Object position labeling entries
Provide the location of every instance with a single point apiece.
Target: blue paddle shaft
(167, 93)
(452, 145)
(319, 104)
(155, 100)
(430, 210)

> What you should do
Rewrite the lines in the records above as a numbered list, omitting any blank lines.

> Expected output
1. Provide the location of every instance with a single point apiece.
2. Target: blue paddle shaft
3. (167, 93)
4. (452, 145)
5. (319, 104)
6. (155, 100)
7. (430, 210)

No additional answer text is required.